### TO-DO LIST
A. Answer these questions from the charter school brief:
(i) In what month did the state board deny the Heritage Collegiate Leadership Academy — Wake County application?
(ii) Which organization would manage American Leadership Academy in Monroe?
(iii) Which bill established the Charter School Review Board?
B. List every person named in the charter school brief.

### EXTRACTED TEXT
──────────────────────────────
Briefs

Charter school applicants’ request for reconsideration rescheduled for October

By: - September 11, 2023 12:30 pm
children in a classroom

Photo: Getty Images

The new Charter School Review Board has temporarily tabled the requests of two charter school applicants seeking reconsideration of unfavorable State Board of Education rulings. The Review Board will hold those hearings next month.

One of the applicants seeking reconsideration of an earlier state board ruling is Heritage Collegiate Leadership Academy — Wake County. The state board denied the application in March, citing concerns about school leader Kashi Bazemore’s management of a charter school in Bertie County. The school was low-performing and was assumed by another charter operator in 2018. It permanently closed in 2022.

The state boards rejected HCLA-Wake’s application to open a 600-student, K-8 school in northeastern Wake County, despite the Charter School Advisory Board’s unanimous recommendation for approval. Most of the new Review Board members served on CSAB.

The other school is American Leadership Academy in Monroe. The school would be managed by Charter One, an influential educational management organization.

State Sens. Todd Johnson and David Craven, both of whom represent districts covering Union County, took the extraordinary step of sponsoring a bill to overturn the state board’s vote denying ALA Monroe applicants a charter. Senate Bill 230 remains in committee.

The ALA Monroe applicants claimed to have 1,000 families prepared to enroll children in the school.

In a column published by the conservative John Locke Foundation’s Carolina Journal, Michael Way, Charter One’s southeastern division president, said the state board’s action “appeared to be strictly based on politics.”

Monday marked the first meeting of the Review Board, which was established by House Bill 618. The board has the authority to grant, amend, renew and terminate charters. It replaces the Charter School Advisory Board, which only made recommendations to the state board.
──────────────────────────────
### INFORMATION SHOWN
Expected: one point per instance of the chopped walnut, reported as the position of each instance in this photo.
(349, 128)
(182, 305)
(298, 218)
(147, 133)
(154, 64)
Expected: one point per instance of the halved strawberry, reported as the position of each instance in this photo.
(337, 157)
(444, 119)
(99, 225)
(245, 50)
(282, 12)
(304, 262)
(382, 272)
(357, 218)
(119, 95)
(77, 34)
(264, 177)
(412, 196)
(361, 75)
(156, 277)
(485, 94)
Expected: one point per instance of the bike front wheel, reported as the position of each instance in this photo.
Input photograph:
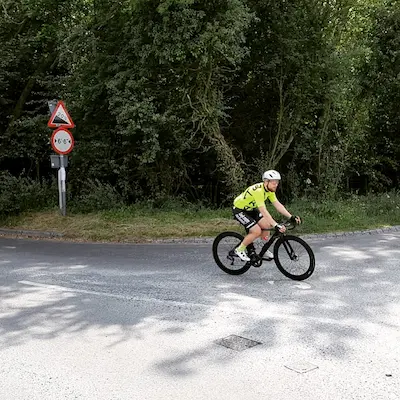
(224, 253)
(294, 257)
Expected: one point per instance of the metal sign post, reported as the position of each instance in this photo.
(62, 143)
(62, 177)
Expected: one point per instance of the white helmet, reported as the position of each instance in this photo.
(271, 174)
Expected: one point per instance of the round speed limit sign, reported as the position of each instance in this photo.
(62, 141)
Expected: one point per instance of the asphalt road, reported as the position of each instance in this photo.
(106, 321)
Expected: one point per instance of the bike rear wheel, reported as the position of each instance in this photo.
(294, 257)
(223, 252)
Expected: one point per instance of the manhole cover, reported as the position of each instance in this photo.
(238, 343)
(301, 367)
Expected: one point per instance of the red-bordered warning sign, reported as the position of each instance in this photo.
(60, 117)
(62, 141)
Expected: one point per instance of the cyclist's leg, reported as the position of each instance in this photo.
(264, 235)
(264, 225)
(249, 221)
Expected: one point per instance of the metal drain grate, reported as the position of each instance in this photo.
(301, 367)
(237, 343)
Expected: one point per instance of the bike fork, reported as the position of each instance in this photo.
(293, 256)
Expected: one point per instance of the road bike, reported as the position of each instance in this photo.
(292, 255)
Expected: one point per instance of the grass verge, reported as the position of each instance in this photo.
(140, 223)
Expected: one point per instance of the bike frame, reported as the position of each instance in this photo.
(271, 240)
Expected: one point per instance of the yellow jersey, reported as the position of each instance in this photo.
(253, 197)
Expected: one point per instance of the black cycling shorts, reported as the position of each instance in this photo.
(247, 218)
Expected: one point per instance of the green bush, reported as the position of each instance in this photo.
(96, 196)
(18, 194)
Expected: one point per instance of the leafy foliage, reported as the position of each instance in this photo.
(180, 99)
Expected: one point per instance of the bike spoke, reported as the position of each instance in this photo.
(294, 257)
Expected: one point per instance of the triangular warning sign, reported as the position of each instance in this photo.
(60, 117)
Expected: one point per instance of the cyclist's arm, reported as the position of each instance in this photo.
(281, 209)
(263, 210)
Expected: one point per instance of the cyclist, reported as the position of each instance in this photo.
(250, 211)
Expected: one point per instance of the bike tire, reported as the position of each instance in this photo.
(283, 260)
(221, 252)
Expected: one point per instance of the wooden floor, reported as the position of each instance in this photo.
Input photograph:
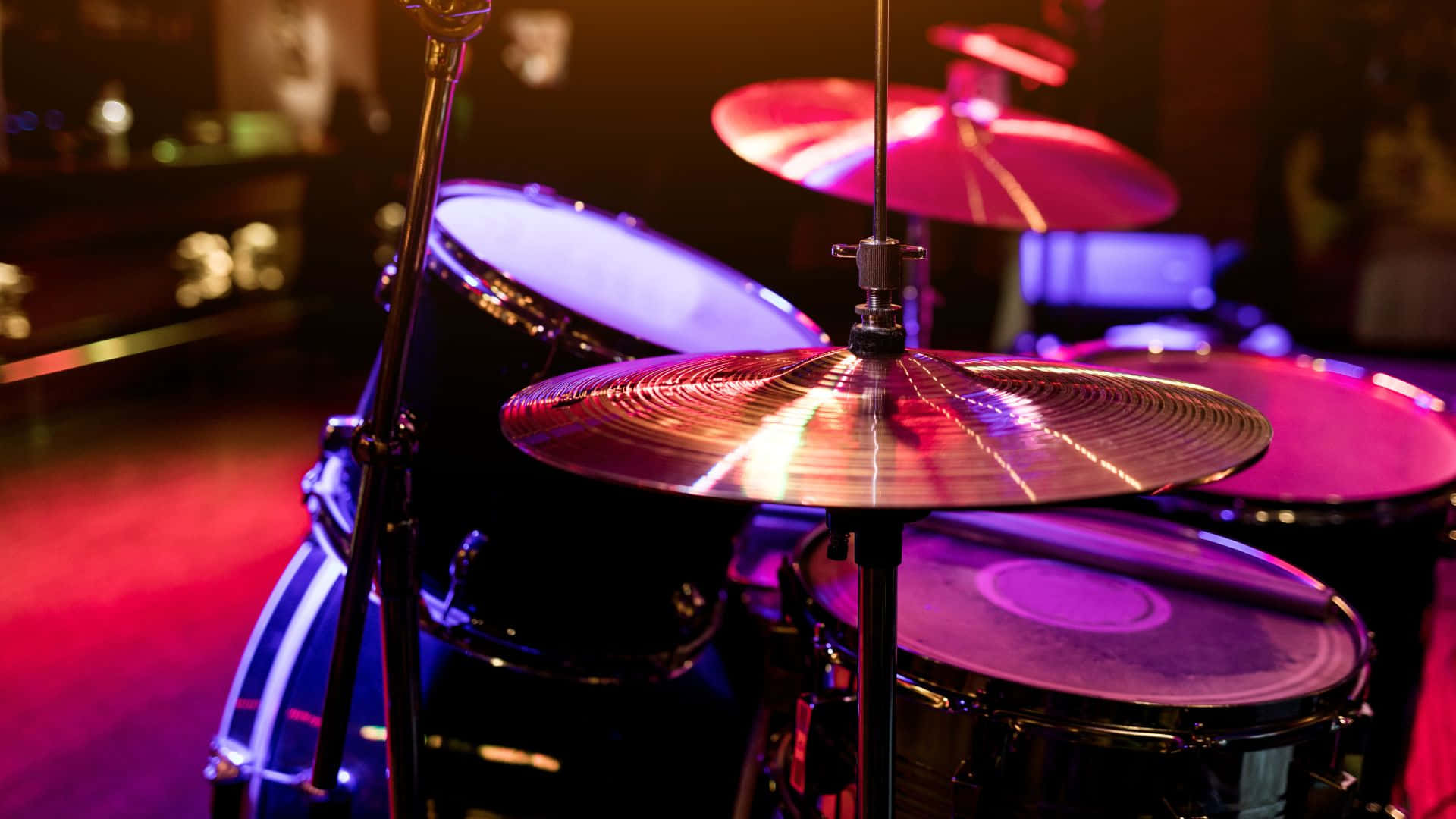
(140, 544)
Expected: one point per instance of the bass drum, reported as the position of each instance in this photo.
(548, 572)
(497, 744)
(1031, 687)
(1356, 488)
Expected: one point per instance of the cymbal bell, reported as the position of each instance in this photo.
(824, 428)
(968, 162)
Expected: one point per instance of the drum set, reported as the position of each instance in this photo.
(623, 566)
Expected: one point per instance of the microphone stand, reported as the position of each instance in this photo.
(878, 338)
(383, 532)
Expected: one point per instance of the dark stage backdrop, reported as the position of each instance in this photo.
(629, 129)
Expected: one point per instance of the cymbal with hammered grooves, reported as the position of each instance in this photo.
(824, 428)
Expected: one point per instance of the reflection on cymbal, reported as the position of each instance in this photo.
(996, 168)
(824, 428)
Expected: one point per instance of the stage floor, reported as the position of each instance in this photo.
(142, 541)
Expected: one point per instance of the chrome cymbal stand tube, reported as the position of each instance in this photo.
(921, 297)
(383, 532)
(878, 535)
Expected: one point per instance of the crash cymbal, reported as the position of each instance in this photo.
(1018, 50)
(824, 428)
(1005, 169)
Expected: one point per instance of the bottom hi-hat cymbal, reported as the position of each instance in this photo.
(824, 428)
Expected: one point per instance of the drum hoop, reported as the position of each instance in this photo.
(1092, 719)
(539, 316)
(1258, 512)
(322, 499)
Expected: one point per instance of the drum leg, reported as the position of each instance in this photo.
(400, 635)
(878, 553)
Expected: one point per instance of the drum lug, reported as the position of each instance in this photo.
(539, 194)
(469, 550)
(229, 768)
(688, 602)
(817, 763)
(338, 431)
(965, 793)
(228, 761)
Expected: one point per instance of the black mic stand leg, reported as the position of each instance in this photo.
(382, 529)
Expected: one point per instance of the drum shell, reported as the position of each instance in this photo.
(965, 765)
(497, 742)
(1381, 554)
(974, 745)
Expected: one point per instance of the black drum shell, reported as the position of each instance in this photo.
(573, 567)
(993, 748)
(1379, 554)
(497, 742)
(1382, 557)
(971, 765)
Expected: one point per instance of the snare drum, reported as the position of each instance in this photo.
(1356, 488)
(1034, 687)
(495, 744)
(523, 564)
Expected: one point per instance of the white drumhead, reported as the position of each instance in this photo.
(622, 276)
(976, 599)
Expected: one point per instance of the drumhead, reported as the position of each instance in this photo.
(618, 273)
(1338, 436)
(976, 596)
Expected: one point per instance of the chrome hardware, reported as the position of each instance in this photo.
(536, 191)
(471, 547)
(338, 431)
(228, 761)
(688, 601)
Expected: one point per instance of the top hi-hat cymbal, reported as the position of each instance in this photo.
(824, 428)
(965, 161)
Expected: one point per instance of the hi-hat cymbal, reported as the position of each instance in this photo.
(1005, 168)
(824, 428)
(1014, 49)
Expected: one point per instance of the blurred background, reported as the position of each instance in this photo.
(197, 197)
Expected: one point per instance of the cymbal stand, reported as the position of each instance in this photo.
(383, 532)
(921, 297)
(878, 535)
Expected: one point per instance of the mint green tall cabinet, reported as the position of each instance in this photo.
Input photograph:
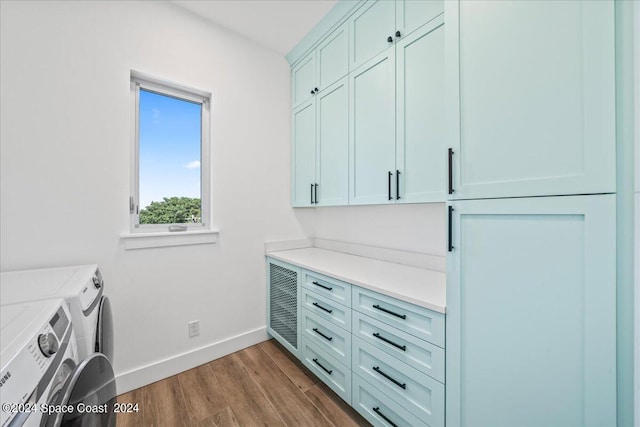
(531, 281)
(531, 97)
(531, 297)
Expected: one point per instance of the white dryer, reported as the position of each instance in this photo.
(83, 289)
(42, 382)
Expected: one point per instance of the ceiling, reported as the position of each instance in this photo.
(276, 24)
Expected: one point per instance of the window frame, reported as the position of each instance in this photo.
(167, 88)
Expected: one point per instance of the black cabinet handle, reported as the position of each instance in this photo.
(450, 231)
(402, 316)
(451, 171)
(388, 341)
(379, 412)
(322, 308)
(328, 371)
(393, 380)
(322, 286)
(322, 335)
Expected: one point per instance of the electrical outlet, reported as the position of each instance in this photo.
(194, 328)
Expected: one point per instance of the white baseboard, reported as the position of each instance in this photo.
(159, 370)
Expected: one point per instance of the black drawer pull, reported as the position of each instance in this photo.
(322, 335)
(402, 316)
(322, 286)
(393, 380)
(401, 347)
(450, 230)
(328, 371)
(379, 412)
(322, 308)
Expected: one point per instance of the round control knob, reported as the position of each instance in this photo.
(48, 344)
(96, 282)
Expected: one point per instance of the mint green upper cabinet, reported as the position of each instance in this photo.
(372, 132)
(325, 65)
(371, 26)
(531, 312)
(532, 105)
(303, 80)
(303, 170)
(333, 57)
(332, 148)
(420, 132)
(412, 14)
(321, 148)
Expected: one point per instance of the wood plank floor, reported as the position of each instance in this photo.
(262, 385)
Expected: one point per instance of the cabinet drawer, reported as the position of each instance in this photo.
(326, 286)
(329, 337)
(326, 309)
(415, 391)
(381, 411)
(333, 373)
(424, 356)
(418, 321)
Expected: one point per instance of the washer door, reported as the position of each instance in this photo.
(91, 392)
(104, 334)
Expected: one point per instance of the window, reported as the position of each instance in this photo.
(170, 179)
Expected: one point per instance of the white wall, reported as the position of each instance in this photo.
(416, 228)
(65, 126)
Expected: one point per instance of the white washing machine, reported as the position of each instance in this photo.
(41, 381)
(83, 289)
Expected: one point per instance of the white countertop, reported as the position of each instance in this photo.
(426, 288)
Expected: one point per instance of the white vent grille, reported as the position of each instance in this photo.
(284, 303)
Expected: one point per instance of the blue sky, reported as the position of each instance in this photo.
(169, 148)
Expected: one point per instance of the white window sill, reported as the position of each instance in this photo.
(167, 238)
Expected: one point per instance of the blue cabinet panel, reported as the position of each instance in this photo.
(531, 105)
(531, 310)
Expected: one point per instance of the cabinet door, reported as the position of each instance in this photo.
(412, 14)
(372, 133)
(333, 57)
(533, 107)
(303, 80)
(369, 28)
(283, 304)
(303, 168)
(332, 106)
(420, 138)
(531, 312)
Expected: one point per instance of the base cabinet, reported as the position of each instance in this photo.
(531, 312)
(383, 356)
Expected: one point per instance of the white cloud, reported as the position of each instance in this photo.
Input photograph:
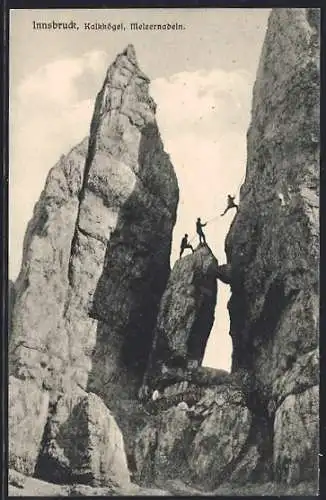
(203, 117)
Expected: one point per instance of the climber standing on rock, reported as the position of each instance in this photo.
(199, 230)
(230, 204)
(185, 244)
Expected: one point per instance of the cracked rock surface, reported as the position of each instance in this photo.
(95, 265)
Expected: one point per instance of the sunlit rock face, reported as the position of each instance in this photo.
(95, 265)
(273, 244)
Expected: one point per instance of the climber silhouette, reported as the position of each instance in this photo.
(199, 230)
(185, 244)
(230, 204)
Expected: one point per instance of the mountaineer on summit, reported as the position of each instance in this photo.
(230, 204)
(199, 230)
(185, 244)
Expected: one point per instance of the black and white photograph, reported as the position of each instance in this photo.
(163, 252)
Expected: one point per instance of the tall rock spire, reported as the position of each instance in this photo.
(95, 265)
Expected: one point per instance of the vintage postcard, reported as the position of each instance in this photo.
(164, 251)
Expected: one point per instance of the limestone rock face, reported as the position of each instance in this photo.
(28, 411)
(186, 314)
(83, 444)
(39, 345)
(11, 303)
(273, 243)
(200, 444)
(95, 265)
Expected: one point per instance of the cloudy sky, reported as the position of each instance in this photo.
(202, 79)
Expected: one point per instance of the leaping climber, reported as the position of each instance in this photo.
(185, 244)
(199, 230)
(230, 204)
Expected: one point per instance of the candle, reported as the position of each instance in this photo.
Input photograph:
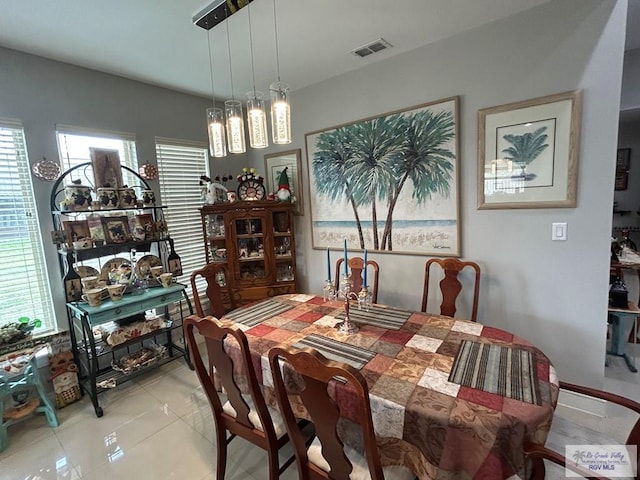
(346, 269)
(328, 265)
(365, 268)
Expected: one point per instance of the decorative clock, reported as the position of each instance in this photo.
(251, 185)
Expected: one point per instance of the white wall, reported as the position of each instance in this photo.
(629, 199)
(43, 93)
(630, 98)
(552, 293)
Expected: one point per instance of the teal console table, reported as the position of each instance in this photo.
(24, 381)
(94, 356)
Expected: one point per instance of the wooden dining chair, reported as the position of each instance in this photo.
(538, 453)
(356, 265)
(220, 302)
(327, 457)
(244, 415)
(450, 286)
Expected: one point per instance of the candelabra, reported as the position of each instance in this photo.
(363, 297)
(328, 292)
(347, 326)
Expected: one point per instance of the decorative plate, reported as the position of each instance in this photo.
(111, 264)
(46, 170)
(86, 271)
(143, 266)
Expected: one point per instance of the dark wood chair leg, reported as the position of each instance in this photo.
(222, 441)
(274, 467)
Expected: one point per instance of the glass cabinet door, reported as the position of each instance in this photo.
(283, 246)
(250, 249)
(215, 229)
──────────────────────────────
### WRITTEN ANSWERS
A.
(i) March
(ii) Charter One
(iii) House Bill 618

B. Kashi Bazemore, Todd Johnson, David Craven, Michael Way